Questions to answer:
1. According to the fashion week excerpt, in what year did London begin holding its Fashion Week?
2. Reproduce the portion of the fashion week excerpt that starts at "Fashion Week’s heyday" and ends at "away your bikinis.".

Document extract:

Though it was once common for fashion shows to be silent, serious events, the power of 70s music in America brought a level of showmanship to these défilés. Meanwhile, the French were focused on elaborate sets rather than models’ performances, with Dior bringing a Cinderella-inspired pumpkin carriage down the runway, Cardin sending a rocket ship onstage, and Ungaro letting a gypsy cart pulled by a rhinoceros loose in the venue.

Over the next few decades, the Big Four Fashion Weeks developed: Paris, New York, Milan (starting in 1958), and London (starting in 1984).

Fashion Week’s heyday lasted, depending on who you ask, roughly until the 2010s, when digital bloggers, and later Instagram influencers, began sharing their Fashion Week experiences with the masses, making globally accessible a once-exclusive industry. No more “no photo” rules. Instead, a rush to share, promote, and sell clothing before it gets ripped off and shoved through the fast fashion machine and out onto Amazon’s homepage. Previously, holding a Fall/Winter show in July was necessary to allow print magazines the time to prepare for big quarterly issues, but it now seems slightly out of sync, allowing H&M and Shein months to spit out cheap copies by the time you start packing away your bikinis.

For years, some in the industry have claimed that fashion week is dead or dying, as it no longer suits the way that consumers shop. Who wants to wait around for months for a couture piece when you can buy an outfit online in three clicks or less? This mentality has caused some designers to break from the traditional fashion week calendar, including ones as high profile as Saint Laurent, Gucci, and Alexander Wang.

Point localization data

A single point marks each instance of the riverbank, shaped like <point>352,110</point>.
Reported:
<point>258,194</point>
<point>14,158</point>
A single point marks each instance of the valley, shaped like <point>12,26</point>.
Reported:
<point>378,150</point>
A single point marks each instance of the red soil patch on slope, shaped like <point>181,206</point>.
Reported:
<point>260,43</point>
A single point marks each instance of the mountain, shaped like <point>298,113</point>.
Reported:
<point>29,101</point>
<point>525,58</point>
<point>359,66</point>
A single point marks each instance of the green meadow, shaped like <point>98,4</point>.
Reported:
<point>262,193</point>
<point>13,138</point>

Answers for this exercise:
1. 1984

2.
Fashion Week’s heyday lasted, depending on who you ask, roughly until the 2010s, when digital bloggers, and later Instagram influencers, began sharing their Fashion Week experiences with the masses, making globally accessible a once-exclusive industry. No more “no photo” rules. Instead, a rush to share, promote, and sell clothing before it gets ripped off and shoved through the fast fashion machine and out onto Amazon’s homepage. Previously, holding a Fall/Winter show in July was necessary to allow print magazines the time to prepare for big quarterly issues, but it now seems slightly out of sync, allowing H&M and Shein months to spit out cheap copies by the time you start packing away your bikinis.